Source excerpt ::
>> BEGIN
When you’re young and in love, “forever” is a word you dare to carve in tree trunks or wedding cakes. Getting older, if you’re not careful, that same word could mean a purgatory of codependence. Such is the wry wisdom of Celeste and Jesse Forever, a romantic comedy whose main characters spend the duration figuring out what the audience already knows: not that they belong together, but that breaking up is hard to do.

For the eponymous L.A. couple played by Rashida Jones and Andy Samberg, directed by Lee Toland Krieger, the courtship phase occurred long ago. Now they’re just two great friends in a failed starter marriage. As obvious as it is that things won’t work out between Celeste the careerist and Jesse the aimless artist, it’s equally obvious that they’re inseparable. Even after announcing the divorce, they’re still hanging out together, avowing mutual love, running unabashedly through their familiar repertoire of inside jokes, and seriously weirding out their friends (Ari Graynor and Eric Christian Olsen).
>> END
Direction ::
Swap "tree trunks" for "park benches" in the review's passage between "When you’re young" and "hard to do.", inclusive, and write out that passage. The lines below come from a different source.

Provided records ::
>> BEGIN
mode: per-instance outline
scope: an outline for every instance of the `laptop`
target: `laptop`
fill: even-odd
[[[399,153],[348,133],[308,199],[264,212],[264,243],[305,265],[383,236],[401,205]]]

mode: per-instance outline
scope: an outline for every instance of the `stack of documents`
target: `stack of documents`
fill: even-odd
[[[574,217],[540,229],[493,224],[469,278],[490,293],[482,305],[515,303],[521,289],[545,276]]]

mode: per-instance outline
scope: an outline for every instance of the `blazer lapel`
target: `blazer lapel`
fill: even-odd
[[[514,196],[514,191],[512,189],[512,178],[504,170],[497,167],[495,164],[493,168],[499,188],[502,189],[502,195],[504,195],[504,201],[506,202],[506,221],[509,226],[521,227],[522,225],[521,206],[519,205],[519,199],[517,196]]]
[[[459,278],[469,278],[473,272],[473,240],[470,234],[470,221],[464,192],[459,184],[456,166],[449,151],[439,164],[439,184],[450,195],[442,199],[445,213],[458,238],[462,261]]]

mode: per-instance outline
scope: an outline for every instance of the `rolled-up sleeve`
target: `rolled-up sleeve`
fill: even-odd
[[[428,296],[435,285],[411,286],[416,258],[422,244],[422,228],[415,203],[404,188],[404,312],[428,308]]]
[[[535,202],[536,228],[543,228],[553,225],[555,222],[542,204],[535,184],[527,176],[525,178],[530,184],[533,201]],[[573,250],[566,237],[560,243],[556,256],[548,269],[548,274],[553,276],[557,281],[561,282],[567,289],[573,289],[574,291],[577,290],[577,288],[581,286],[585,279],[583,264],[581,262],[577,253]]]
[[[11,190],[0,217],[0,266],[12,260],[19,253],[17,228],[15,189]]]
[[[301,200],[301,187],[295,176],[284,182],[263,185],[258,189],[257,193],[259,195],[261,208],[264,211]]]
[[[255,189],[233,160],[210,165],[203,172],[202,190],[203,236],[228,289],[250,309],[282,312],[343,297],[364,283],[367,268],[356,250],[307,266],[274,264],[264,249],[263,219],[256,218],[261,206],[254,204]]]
>> END
Expected answer ::
When you’re young and in love, “forever” is a word you dare to carve in park benches or wedding cakes. Getting older, if you’re not careful, that same word could mean a purgatory of codependence. Such is the wry wisdom of Celeste and Jesse Forever, a romantic comedy whose main characters spend the duration figuring out what the audience already knows: not that they belong together, but that breaking up is hard to do.